* [WHAT YOU SHOULD DO]: Each record is to be written out exactly as it appears.
___ GIVEN INFORMATION ___
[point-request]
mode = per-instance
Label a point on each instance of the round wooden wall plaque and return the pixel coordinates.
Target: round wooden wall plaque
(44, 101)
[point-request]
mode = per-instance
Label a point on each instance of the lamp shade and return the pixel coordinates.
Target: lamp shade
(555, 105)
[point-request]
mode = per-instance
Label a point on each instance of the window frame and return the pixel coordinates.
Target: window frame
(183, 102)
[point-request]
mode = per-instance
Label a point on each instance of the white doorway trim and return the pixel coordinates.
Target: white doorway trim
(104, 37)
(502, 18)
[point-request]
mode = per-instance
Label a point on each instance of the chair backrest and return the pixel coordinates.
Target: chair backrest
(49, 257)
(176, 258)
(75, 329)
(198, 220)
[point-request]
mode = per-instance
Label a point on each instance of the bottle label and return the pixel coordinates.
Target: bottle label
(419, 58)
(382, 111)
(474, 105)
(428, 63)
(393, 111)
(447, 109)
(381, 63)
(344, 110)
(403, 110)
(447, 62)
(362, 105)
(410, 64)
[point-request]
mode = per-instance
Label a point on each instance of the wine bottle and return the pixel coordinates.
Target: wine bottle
___
* [REPLY]:
[point-request]
mode = per-instance
Label a point on each instance of the round wooden wall plaque and return the pixel coordinates.
Target: round wooden wall plaque
(44, 101)
[point-request]
mode = per-instance
Label a point on each instance of the lamp shade and return the pixel coordinates.
Target: lamp shade
(555, 105)
[point-request]
mode = per-instance
Label a point on each instance of the window frame and return the pixel coordinates.
Target: window frame
(183, 102)
[point-request]
mode = per-instance
Label a point on each instance of the white doorway trim and return the pixel coordinates.
Target: white doorway trim
(104, 37)
(502, 18)
[point-request]
mode = per-instance
Label a point on each instance of the chair backrest and return the pixel coordinates.
Target: chair backrest
(49, 257)
(176, 258)
(75, 329)
(198, 220)
[point-request]
mode = per-instance
Label a point on each instance of the bottle label and return the pixel coordinates.
Target: bottle label
(419, 58)
(382, 111)
(474, 105)
(428, 63)
(393, 111)
(447, 109)
(381, 63)
(344, 110)
(403, 110)
(447, 62)
(362, 105)
(410, 64)
[point-request]
mode = per-instance
Label a point on each instance of the wine bottle and return the pixel coordinates.
Target: wine bottle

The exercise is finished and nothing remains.